*WHAT NEEDS TO BE DONE*
Set down the entries below exactly as written.

*TASK INPUTS*
···

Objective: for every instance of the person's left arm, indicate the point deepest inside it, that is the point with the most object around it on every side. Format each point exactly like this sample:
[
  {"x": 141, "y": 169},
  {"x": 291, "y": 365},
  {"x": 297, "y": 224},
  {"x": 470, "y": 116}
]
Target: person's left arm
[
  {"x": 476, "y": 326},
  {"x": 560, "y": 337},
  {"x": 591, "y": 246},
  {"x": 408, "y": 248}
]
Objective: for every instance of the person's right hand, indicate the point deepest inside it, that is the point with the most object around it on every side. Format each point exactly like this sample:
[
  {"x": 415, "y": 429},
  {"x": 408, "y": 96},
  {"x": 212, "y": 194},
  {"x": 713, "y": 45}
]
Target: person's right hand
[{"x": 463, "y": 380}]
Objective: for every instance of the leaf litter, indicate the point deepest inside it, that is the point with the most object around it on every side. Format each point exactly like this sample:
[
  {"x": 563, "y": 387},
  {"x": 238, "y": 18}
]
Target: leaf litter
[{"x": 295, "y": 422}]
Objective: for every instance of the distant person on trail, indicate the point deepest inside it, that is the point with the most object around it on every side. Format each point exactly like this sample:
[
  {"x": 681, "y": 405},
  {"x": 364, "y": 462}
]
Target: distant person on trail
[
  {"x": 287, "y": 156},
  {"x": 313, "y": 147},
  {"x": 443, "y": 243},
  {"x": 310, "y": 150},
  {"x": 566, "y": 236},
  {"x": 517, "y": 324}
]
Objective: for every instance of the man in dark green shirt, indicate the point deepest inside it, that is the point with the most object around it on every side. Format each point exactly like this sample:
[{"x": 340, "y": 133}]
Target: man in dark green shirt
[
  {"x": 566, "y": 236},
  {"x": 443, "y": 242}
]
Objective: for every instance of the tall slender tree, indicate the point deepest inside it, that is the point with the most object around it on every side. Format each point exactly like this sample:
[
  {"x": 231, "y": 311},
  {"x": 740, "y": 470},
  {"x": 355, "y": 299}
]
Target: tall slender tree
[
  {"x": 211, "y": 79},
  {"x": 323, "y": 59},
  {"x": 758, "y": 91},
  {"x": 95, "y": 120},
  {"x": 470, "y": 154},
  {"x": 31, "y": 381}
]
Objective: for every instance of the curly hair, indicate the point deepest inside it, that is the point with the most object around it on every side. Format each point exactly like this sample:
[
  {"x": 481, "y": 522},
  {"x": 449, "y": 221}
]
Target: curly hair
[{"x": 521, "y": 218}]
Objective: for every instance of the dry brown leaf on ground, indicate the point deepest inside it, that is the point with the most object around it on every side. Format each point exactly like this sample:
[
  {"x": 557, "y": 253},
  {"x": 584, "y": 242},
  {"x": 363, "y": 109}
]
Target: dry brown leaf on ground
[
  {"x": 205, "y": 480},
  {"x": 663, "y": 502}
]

···

*WRITTEN ANSWER*
Objective: for every instance of the person's left arm, indicate the point deepest inside it, that is the point with the most object around it on every side. Format each point exactly like this sample:
[
  {"x": 141, "y": 169},
  {"x": 291, "y": 365},
  {"x": 297, "y": 224},
  {"x": 470, "y": 116}
]
Target: person's left arm
[
  {"x": 476, "y": 326},
  {"x": 560, "y": 337},
  {"x": 591, "y": 246},
  {"x": 408, "y": 248}
]
Objective: for every instance of the person's right hand, indicate the point deepest inside it, that is the point with the most object around it on every side. Format each point exactly like this sample:
[
  {"x": 415, "y": 429},
  {"x": 408, "y": 96},
  {"x": 212, "y": 194},
  {"x": 713, "y": 45}
]
Target: person's right hand
[{"x": 463, "y": 380}]
Objective: for every instance of the leaf litter, indicate the point deepest inside it, that is the point with the most object around it on every side. Format each point exactly like this sample:
[
  {"x": 563, "y": 387},
  {"x": 238, "y": 18}
]
Target: leaf litter
[{"x": 295, "y": 422}]
Objective: for every instance of the distant person on trail, indicate the point deepest inside it, that is the point with the most object around it on every side. Format each point exactly like this sample:
[
  {"x": 681, "y": 405},
  {"x": 364, "y": 462}
]
Target: distant person on trail
[
  {"x": 287, "y": 156},
  {"x": 313, "y": 147},
  {"x": 443, "y": 243},
  {"x": 310, "y": 150},
  {"x": 566, "y": 236},
  {"x": 517, "y": 324}
]
Objective: for every instance of the man in dark green shirt, indicate the point deepest inside it, that is the point with the most object around it on every side. Format each point exactly like this sample:
[{"x": 340, "y": 133}]
Target: man in dark green shirt
[
  {"x": 566, "y": 236},
  {"x": 443, "y": 242}
]
Objective: for every instance of the tall slender tree, indicate the point deepest inside it, that is the point with the most object around it on every side. Format each point exactly like this sample:
[
  {"x": 231, "y": 311},
  {"x": 740, "y": 470},
  {"x": 355, "y": 299}
]
Target: tall slender tree
[
  {"x": 211, "y": 79},
  {"x": 323, "y": 59},
  {"x": 758, "y": 91},
  {"x": 95, "y": 120},
  {"x": 470, "y": 154},
  {"x": 31, "y": 381}
]
Objective: for every instance of the curly hair, indicate the point deepest inside it, that is the point with the most object around it on every side. Format each point exactly like this sample:
[
  {"x": 481, "y": 522},
  {"x": 449, "y": 221}
]
Target: curly hair
[{"x": 521, "y": 218}]
Objective: for every instance of the dry brown leaf on ground, indicate the point deepest inside it, that is the point with the most object around it on every side. Format each point exactly like this sample:
[
  {"x": 557, "y": 253},
  {"x": 584, "y": 242},
  {"x": 363, "y": 109}
]
Target: dry brown leaf on ground
[
  {"x": 205, "y": 480},
  {"x": 663, "y": 502}
]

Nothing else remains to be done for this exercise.